= TASK OBJECTIVE =
Reproduce only the rows below that run from the line containing "gripping pole in the image above." through the end of the rows, both included and requests kept. Multiply each bounding-box coordinate in the answers by 0.85 and round to whole numbers, with halves rounded up.

= INPUT FOR THIS TASK =
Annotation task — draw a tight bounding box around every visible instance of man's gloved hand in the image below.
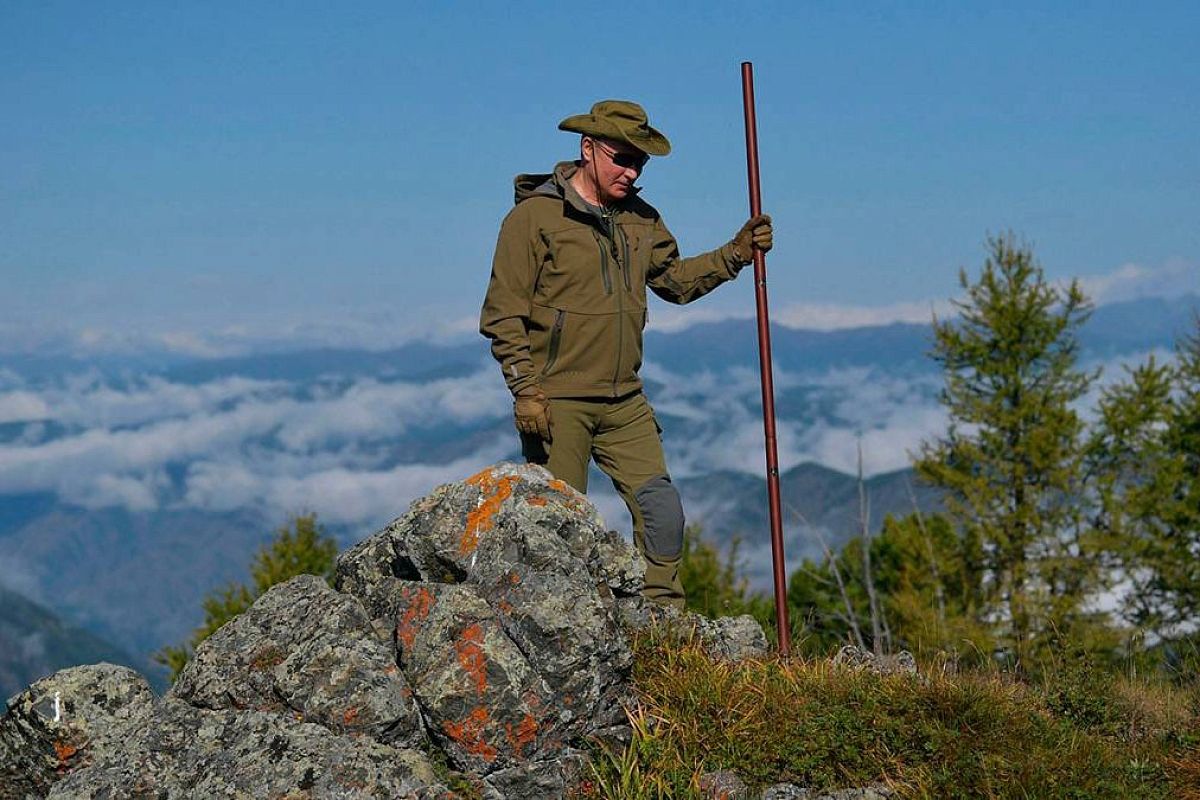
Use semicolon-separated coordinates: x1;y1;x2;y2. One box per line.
512;386;550;441
731;213;773;265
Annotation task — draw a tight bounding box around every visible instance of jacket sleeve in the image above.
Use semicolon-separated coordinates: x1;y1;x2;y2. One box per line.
479;206;538;395
646;218;744;303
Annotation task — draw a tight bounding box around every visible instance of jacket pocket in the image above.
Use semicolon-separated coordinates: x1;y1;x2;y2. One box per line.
541;308;566;375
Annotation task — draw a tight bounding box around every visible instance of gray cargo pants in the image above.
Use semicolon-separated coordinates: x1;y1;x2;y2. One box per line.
521;391;684;608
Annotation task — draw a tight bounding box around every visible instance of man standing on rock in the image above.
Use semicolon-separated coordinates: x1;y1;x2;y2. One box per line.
479;100;772;607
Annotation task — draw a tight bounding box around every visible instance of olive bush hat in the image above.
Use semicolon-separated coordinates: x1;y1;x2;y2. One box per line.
558;100;671;156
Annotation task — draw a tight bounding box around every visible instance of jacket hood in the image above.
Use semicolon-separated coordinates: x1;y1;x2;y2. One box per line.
512;161;576;205
512;161;641;213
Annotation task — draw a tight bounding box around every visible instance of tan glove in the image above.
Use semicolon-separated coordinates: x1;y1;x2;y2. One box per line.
512;386;550;441
730;213;773;265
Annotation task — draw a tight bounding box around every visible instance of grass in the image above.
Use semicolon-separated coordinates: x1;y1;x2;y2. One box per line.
577;631;1200;800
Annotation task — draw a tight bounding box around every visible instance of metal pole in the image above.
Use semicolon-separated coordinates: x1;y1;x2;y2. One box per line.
742;61;792;656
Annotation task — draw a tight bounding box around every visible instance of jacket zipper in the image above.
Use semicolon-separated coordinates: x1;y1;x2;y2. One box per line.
541;309;566;378
592;228;612;294
605;219;629;397
612;219;634;291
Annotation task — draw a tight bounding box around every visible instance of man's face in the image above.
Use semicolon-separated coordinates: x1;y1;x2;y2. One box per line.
583;138;647;204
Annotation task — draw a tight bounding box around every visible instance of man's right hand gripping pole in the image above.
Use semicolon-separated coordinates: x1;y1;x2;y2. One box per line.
512;386;550;441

= EXERCISE RESPONSE =
Annotation task — draw a tight bounding box around every visible instance of man's right hand gripping pole in the image above.
Use semicolon-separated coordinates: x1;y1;x2;y2. One box per line.
435;328;468;375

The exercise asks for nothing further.